■ **ACTIVITY**: Copy each entry below without any change.

[Saved entries]
=== Section Start ===

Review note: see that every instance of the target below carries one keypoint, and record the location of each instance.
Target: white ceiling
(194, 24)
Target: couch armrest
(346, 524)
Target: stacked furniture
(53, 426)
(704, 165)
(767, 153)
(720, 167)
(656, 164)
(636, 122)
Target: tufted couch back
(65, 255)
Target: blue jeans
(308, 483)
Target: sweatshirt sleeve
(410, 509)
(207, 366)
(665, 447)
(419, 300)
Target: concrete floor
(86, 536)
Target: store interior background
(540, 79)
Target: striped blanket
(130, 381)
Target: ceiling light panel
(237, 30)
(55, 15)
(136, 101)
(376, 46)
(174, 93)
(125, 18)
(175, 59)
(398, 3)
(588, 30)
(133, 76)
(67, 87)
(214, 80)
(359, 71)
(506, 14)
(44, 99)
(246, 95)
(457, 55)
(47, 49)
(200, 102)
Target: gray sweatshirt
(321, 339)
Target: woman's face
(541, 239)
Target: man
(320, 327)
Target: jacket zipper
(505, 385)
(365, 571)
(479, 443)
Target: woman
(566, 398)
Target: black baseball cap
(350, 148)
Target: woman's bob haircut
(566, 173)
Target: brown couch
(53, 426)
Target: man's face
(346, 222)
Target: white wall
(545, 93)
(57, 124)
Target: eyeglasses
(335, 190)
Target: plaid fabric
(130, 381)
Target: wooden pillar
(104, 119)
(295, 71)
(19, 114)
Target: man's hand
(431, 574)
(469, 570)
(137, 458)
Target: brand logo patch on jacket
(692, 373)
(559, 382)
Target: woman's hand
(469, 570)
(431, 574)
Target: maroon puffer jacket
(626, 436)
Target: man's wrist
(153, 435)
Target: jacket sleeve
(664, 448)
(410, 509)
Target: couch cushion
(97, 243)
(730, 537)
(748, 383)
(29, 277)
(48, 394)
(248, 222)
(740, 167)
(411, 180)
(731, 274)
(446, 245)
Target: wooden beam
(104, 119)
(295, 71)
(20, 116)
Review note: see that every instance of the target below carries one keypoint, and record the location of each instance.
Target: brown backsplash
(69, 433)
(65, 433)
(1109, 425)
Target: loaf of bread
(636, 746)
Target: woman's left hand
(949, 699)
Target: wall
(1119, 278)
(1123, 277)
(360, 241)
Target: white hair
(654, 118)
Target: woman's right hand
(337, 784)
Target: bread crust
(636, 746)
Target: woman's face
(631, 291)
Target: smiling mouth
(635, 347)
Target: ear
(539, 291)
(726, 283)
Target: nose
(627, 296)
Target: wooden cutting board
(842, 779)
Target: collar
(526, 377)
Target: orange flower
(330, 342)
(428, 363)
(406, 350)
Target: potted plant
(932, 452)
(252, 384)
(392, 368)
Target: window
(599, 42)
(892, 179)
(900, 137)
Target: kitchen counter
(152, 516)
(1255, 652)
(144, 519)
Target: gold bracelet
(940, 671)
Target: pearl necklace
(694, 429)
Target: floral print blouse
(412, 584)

=== Section End ===

■ **WRITTEN SOLUTION**:
Review note: see that every instance of the target below carries one keypoint, and record the location of each instance.
Target: white ceiling
(194, 24)
Target: couch armrest
(346, 524)
Target: stacked furniture
(53, 426)
(704, 165)
(767, 153)
(720, 167)
(656, 164)
(636, 122)
Target: tufted couch back
(65, 255)
Target: blue jeans
(308, 483)
Target: sweatshirt sleeve
(410, 509)
(207, 366)
(665, 447)
(419, 300)
Target: concrete floor
(86, 536)
Target: store interior background
(540, 79)
Target: striped blanket
(130, 381)
Target: ceiling light panel
(237, 30)
(55, 15)
(136, 101)
(376, 46)
(174, 93)
(125, 18)
(175, 59)
(398, 3)
(588, 30)
(133, 76)
(67, 87)
(214, 80)
(359, 71)
(506, 14)
(44, 99)
(246, 95)
(457, 55)
(47, 49)
(200, 102)
Target: gray sweatshirt
(321, 339)
Target: woman's face
(541, 239)
Target: man
(320, 327)
Target: jacket zipper
(505, 385)
(365, 571)
(479, 443)
Target: woman
(566, 398)
Target: black baseball cap
(350, 148)
Target: woman's bob haircut
(566, 173)
Target: brown couch
(53, 426)
Target: man's face
(346, 222)
Target: white wall
(545, 93)
(57, 124)
Target: eyeglasses
(335, 190)
Target: plaid fabric
(130, 381)
Target: wooden pillar
(104, 119)
(295, 71)
(19, 114)
Target: man's hand
(431, 574)
(469, 570)
(137, 458)
Target: brand logo patch on jacket
(692, 373)
(559, 382)
Target: woman's hand
(469, 570)
(431, 574)
Target: maroon puffer jacket
(626, 436)
Target: man's wrist
(153, 435)
Target: jacket sleeve
(664, 448)
(410, 509)
Target: couch cushion
(97, 243)
(730, 537)
(748, 383)
(29, 277)
(48, 394)
(248, 222)
(740, 167)
(411, 180)
(731, 274)
(446, 245)
Target: wooden beam
(104, 119)
(295, 71)
(20, 116)
Review note: see that every instance of the target below carries one keypoint, and record the location of each instance.
Target: brown backsplash
(69, 433)
(65, 433)
(1109, 425)
Target: loaf of bread
(636, 746)
Target: woman's left hand
(949, 699)
Target: wall
(1119, 278)
(1123, 277)
(360, 241)
Target: white hair
(654, 118)
Target: woman's right hand
(337, 784)
Target: bread crust
(636, 746)
Target: woman's face
(631, 291)
Target: smiling mouth
(635, 347)
Target: ear
(539, 291)
(726, 283)
Target: nose
(627, 296)
Target: wooden cutting board
(842, 779)
Target: collar
(526, 377)
Target: orange flower
(330, 342)
(428, 363)
(406, 350)
Target: potted plant
(932, 452)
(252, 384)
(392, 368)
Target: window
(599, 42)
(892, 179)
(900, 137)
Target: kitchen counter
(152, 516)
(1255, 652)
(144, 519)
Target: gold bracelet
(940, 671)
Target: pearl necklace
(694, 429)
Target: floral print blouse
(412, 584)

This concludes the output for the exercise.